▶ [Short problem 1]
In the text on secret on-chain voting below, what tool is used to generate ZK Plonk proofs?

▶ [Reading text]

┌────────

Billion Secret Voters

Massive scale secret voting with on-chain results

Abstract

Can large scale voting be performed on-chain? Not with current technology. I have a solution. With ZK voting and a combination of naturally incentivized ZK counting, we can put the results on-chain, all feasible with today's technology. Multiple vote counters can scale up the speed of counting to an arbitrary multiple.

I use Aztec's Noir for generating ZK Plonk proofs. The ballots are distributed to each voter in form of Merkle Tree proofs. Voters produce proofs and nullifiers by running the Voting Prover. Interested vote counters (for the appropriate side) count the votes themselves by producing recursive incremental proofs of one-time counted votes. At any time, the current count (or the final one) can be verified on-chain and recorded.

This system allows for massive scalability as a hash function separates the voting population into multiple disjoint shards, which can be processed independently. The on-chain Smart Contract merely verifies the shards's proofs and tallies up the total number of votes.

Introduction

Imagine a country with large population, such as USA, India or China, trying to run a referendum, with timely results (almost real time) and the results cannot be corruptable. The results should be recorded on a blockchain, end even corrupt vote counters or on-chain recorders should not be able to influence the outcome. Let's throw one more thing: the votes should be private and no one should be able to discover how anyone voted. Is this possible? Yes - read on...

Fastest blockchain: At Solana's questionable claim of 65,000 TPS (theoretically 600,000 transfers / simplest transactions), for 1 billion voters to secretly vote, even with a single transaction each, it would completely overwhelm Solana for 4 days. In addition, these are not simple transactions, especially if we need to verify the anonymous votes on-chain. Looking at the size of the ZK verifiers, realistically, Solana may run for several months to complete the voting count for billion voters. And this is the fastest blockchain I know of today. And we haven't even counted the storage burden. Let's not even think of implementing this on Ethereum - the total amount of transactions to date are a few 100,000s. A billion votes would 10-fold the storage requirement and break most validators.

But this is possible. Here is how:

Protocol

I am using Zero Knowledge (ZK) proofs of voting. The proover is written in Noir. Then the votes are verified and counted by the interested party incrementally in a recursive manner. For each new count, a new proof of total votes so far is created by taking the previous count proof and the current vote proof, as well as a proof of single insertion of the new vote's nullifier into a Sparse Merkle Tree. Finally, the result is summarized into another proof which can be verified can be recorded on-chain. The Smart Contract records the new count after verifying the correctness of it's proof. The recording can be incremental, and in addition the counting can be split (sharded) among several parties, for arbitrary speed-up (scaling) of this process. The devil is in the details, so let's see how this works:

Election or Referendum Initialization

Upon initialization, the Organizer creates a Merkle Tree of all registered voters and distributes ballots to all registered voters in form of Merkle Paths of their EVM addresses (practically uniquely defining their public keys). But wait, the organizer can cheat by issuing extra ballots. To alleviate this they have to produce a ZK proof of inclusion for each ballot.

└────────

▶ [Data shown]
┌────────

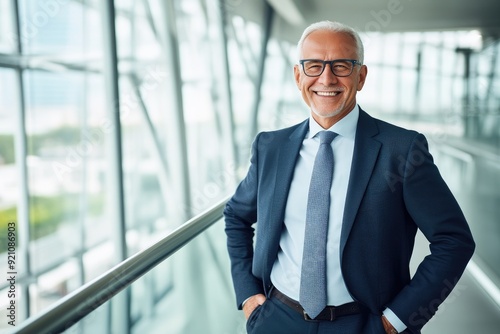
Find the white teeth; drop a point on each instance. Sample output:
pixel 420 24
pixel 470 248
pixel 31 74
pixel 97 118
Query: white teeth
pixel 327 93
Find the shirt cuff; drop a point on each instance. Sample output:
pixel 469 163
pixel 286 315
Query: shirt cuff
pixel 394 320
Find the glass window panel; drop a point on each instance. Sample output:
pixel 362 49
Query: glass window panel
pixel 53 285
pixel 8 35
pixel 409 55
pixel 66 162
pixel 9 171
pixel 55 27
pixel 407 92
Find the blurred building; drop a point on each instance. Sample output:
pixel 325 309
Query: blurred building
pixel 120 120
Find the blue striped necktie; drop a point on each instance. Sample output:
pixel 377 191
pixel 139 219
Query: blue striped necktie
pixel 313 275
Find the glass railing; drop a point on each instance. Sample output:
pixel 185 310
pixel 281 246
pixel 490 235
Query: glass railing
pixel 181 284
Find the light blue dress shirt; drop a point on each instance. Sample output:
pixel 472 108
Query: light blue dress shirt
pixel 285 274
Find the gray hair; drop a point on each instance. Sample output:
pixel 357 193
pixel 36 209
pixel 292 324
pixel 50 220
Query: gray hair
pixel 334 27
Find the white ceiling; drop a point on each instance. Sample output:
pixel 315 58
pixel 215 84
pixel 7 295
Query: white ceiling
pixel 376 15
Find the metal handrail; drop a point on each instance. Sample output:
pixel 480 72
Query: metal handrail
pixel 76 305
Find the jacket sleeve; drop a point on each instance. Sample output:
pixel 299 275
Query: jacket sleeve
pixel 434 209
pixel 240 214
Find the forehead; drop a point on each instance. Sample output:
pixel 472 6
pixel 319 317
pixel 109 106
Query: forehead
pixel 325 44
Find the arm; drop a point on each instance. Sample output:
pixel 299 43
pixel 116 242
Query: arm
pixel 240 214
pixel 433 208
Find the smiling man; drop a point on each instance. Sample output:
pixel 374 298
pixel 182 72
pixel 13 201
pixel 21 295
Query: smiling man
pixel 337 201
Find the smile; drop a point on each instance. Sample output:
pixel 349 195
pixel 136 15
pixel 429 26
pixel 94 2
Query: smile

└────────
┌────────

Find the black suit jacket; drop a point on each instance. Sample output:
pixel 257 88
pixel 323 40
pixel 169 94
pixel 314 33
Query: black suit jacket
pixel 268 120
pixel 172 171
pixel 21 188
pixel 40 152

└────────
┌────────

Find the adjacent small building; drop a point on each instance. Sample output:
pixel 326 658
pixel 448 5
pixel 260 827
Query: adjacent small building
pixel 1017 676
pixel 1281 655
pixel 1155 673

└────────

▶ [Short problem 2]
Extract every line of the records that contains the word "light".

▶ [Full response 1]
Aztec's Noir.

▶ [Full response 2]
Find the light blue dress shirt; drop a point on each instance. Sample output:
Query: light blue dress shirt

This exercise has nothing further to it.